• To do
Since only the total is wanted, give the number of lines in the listing below that hold the string "white" and add nothing.

• Material supplied

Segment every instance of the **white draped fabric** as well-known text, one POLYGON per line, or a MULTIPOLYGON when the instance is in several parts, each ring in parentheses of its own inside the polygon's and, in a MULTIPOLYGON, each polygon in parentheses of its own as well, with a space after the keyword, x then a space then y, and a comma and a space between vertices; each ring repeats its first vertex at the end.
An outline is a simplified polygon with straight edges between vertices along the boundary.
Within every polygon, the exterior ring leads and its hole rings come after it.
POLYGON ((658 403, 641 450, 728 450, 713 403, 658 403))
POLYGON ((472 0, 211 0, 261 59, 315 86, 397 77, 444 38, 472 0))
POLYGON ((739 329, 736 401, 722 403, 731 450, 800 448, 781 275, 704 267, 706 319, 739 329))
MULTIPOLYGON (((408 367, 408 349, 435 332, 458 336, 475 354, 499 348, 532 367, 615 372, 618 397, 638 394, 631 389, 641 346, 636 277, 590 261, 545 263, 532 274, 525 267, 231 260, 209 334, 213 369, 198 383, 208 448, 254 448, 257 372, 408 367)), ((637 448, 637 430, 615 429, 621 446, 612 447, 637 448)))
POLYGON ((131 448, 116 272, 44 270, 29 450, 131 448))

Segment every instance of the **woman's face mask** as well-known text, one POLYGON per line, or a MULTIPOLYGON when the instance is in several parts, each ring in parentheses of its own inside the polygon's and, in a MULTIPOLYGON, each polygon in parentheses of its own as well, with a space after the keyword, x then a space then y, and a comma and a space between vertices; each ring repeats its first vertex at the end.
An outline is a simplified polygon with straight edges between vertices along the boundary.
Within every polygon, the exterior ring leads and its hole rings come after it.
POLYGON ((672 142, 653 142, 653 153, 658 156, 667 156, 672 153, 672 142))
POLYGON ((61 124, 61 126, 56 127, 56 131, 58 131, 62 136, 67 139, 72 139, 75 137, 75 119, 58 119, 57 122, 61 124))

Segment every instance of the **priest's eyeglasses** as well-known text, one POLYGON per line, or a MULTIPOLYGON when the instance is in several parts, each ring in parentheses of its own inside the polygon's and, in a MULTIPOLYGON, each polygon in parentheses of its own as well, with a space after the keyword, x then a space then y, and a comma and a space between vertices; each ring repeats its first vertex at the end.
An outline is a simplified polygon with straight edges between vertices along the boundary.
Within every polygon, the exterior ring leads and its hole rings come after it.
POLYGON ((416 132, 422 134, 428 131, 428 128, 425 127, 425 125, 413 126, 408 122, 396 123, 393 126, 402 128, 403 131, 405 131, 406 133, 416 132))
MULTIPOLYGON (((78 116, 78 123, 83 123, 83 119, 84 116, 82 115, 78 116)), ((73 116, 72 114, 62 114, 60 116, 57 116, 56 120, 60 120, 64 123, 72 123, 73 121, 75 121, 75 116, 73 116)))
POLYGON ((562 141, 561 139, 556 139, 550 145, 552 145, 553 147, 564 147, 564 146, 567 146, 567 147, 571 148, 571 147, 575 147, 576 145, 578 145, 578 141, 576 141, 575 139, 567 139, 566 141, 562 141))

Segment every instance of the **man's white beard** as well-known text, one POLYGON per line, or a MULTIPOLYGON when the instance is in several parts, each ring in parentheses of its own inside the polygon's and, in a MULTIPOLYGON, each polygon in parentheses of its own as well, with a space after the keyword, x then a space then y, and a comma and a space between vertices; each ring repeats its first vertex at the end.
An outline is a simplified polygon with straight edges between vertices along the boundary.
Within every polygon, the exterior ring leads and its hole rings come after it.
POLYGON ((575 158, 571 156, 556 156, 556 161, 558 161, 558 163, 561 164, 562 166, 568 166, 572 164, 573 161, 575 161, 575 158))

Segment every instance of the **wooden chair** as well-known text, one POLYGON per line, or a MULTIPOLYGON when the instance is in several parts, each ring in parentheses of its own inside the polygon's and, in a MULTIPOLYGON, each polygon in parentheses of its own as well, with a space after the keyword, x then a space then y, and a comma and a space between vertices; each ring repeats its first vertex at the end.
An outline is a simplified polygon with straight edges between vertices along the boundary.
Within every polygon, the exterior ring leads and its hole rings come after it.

• Answer below
2